PAGE EXTRACT:
+---+

Auto-Detection (@tensorcheck, Advanced)

Automatic NaN/Inf detection on method return values. Works with both stable (int64) and experimental (float32/float64) backends:

from torchguard import tracked, tensorcheck, err

@tracked
class SafeModel(nn.Module):
    @tensorcheck  # Auto-detects NaN and Inf in returned tensors
    def forward(self, x):
        f = err.new(x)
        out = self.layer(x)
        # TorchGuard adds flags for any NaN/Inf in `out` to `f` before returning
        return out, f
    
    @tensorcheck(auto_detect={err.NAN})  # Only detect NaN
    def forward_nan_only(self, x):
        ...
    
    @tensorcheck(auto_detect=False)  # Validation only, no detection
    def forward_no_detect(self, x):
        ...

# Also works with experimental float32 backend
from torchguard.experimental import err as exp_err

@tracked
class ExperimentalModel(nn.Module):
    @tensorcheck
    def forward(self, x):
        f = exp_err.new(x)  # float32 flags
        out = self.layer(x)
        return out, f  # Auto-detection works!

Location Tracking (`@tracked`)

+---+

EXERCISE TASKS:
A - In the page extract, which two backends does the automatic NaN/Inf detection work with?
B - Reproduce the page extract between "Automatic NaN/Inf detection" and "f = err.new(x)", inclusive, putting "GuardedModel" in place of "SafeModel".

SUPPLIED INFORMATION:
+---+

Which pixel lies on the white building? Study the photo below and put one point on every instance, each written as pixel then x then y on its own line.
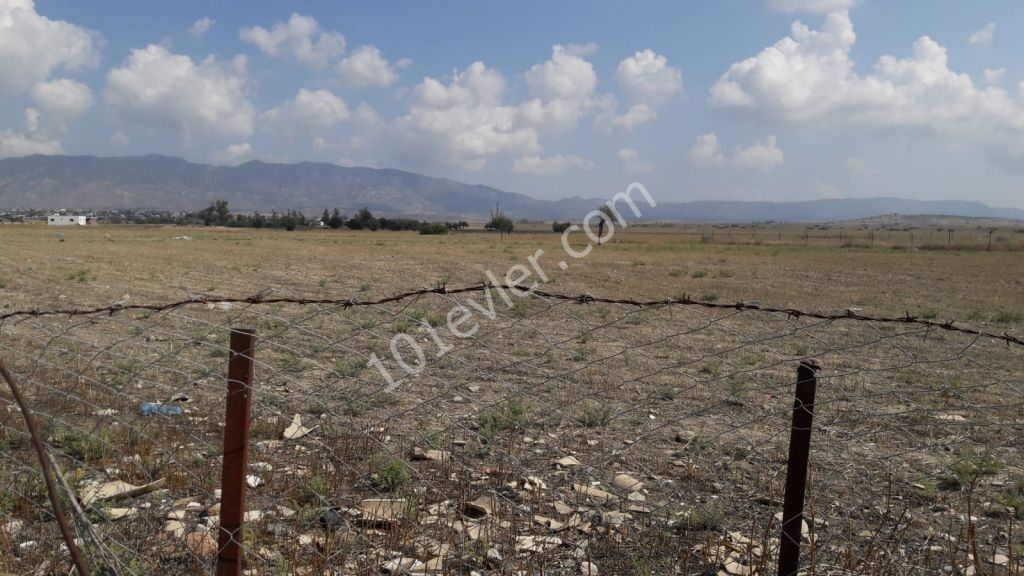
pixel 70 220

+---+

ANSWERS IN ORDER:
A - It works with the stable (int64) and experimental (float32/float64) backends.

B -
Automatic NaN/Inf detection on method return values. Works with both stable (int64) and experimental (float32/float64) backends:

from torchguard import tracked, tensorcheck, err

@tracked
class GuardedModel(nn.Module):
    @tensorcheck  # Auto-detects NaN and Inf in returned tensors
    def forward(self, x):
        f = err.new(x)